TASK REQUIREMENTS: Reproduce the part of the acupuncture and cancer text that begins with the words containing "-A.R.D., acupuncture patient" and ends with "exceptional emotional support.".

*** Opening of SELECTED EXCERPT ***

Acupuncture & Cancer

Acupuncture is an excellent healing modality following the treatment of cancer, and during the establishment of a new "normal". Many people think of acupuncture for relieving back pain, quitting smoking, or easing nausea from chemotherapy. But there are many ways that acupuncture can play a key role in full recovery from cancer, regardless of the course of medical treatment. Memorial Sloan Kettering Cancer Center has offered acupuncture since 1999 and has documented the efficacy of acupuncture treatments for post-operative pain as well as lingering chemotherapy and radiation symptoms. Hot flashes, insomnia, anxiety, fatigue, stomach distress, anemia are among the most common complaints.

"Receiving acupuncture was one of the most beneficial things I did to support myself both during and following cancer treatment. It has helped me enormously on a physical, emotional and spiritual level."

-A.R.D., acupuncture patient and cancer survivor

The period of time following breast cancer treatment is one of significant transition. Women are coming to the end of an extremely challenging time and often want to integrate positive self -care, like healthy diet, exercise and meditation. Acupuncture is an outstanding choice for healing during this time since it works on the body, mind, and spirit. Many acupuncturists can make suggestions about these concerns and also provide exceptional emotional support.

Choosing the right acupuncturist is also important. Each practitioner has his or her own style and a good fit is essential. I recommend speaking with a few practioners and making sure that your schedules are compatible, and that you have a positive sense of this person either face-to-face or on the phone. When seeking care following cancer, it is essential to select an experienced practitioner who also has knowledge of working with cancer patients and internal medicine. Do not be shy about asking any questions you have about their approach to treatment. If you start receiving acupuncture and do not feel comfortable with the practitioner, do not hesitate to find someone who will better complement your recovery support team.

*** Close of SELECTED EXCERPT ***
*** Opening of RAW DATA ***

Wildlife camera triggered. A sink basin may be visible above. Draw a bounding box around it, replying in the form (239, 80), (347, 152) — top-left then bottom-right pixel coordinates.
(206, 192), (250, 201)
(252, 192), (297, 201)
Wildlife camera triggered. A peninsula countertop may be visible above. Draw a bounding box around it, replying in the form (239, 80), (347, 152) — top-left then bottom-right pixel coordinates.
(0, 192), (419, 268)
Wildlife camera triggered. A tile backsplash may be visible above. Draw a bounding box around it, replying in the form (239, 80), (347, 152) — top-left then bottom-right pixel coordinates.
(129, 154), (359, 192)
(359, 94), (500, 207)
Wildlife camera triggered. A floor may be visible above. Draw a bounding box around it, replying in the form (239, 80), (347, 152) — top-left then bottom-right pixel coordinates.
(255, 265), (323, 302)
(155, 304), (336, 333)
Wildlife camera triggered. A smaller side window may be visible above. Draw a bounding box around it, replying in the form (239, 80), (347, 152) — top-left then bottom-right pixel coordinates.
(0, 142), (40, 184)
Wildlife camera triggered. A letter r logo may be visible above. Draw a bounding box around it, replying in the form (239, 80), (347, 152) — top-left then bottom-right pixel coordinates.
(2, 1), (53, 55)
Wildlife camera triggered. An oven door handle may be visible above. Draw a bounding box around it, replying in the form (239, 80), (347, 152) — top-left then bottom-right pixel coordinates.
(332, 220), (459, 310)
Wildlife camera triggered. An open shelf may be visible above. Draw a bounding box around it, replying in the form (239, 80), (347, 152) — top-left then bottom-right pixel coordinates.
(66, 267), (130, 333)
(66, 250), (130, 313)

*** Close of RAW DATA ***

REPLY:
-A.R.D., acupuncture patient and cancer survivor

The period of time following breast cancer treatment is one of significant transition. Women are coming to the end of an extremely challenging time and often want to integrate positive self -care, like healthy diet, exercise and meditation. Acupuncture is an outstanding choice for healing during this time since it works on the body, mind, and spirit. Many acupuncturists can make suggestions about these concerns and also provide exceptional emotional support.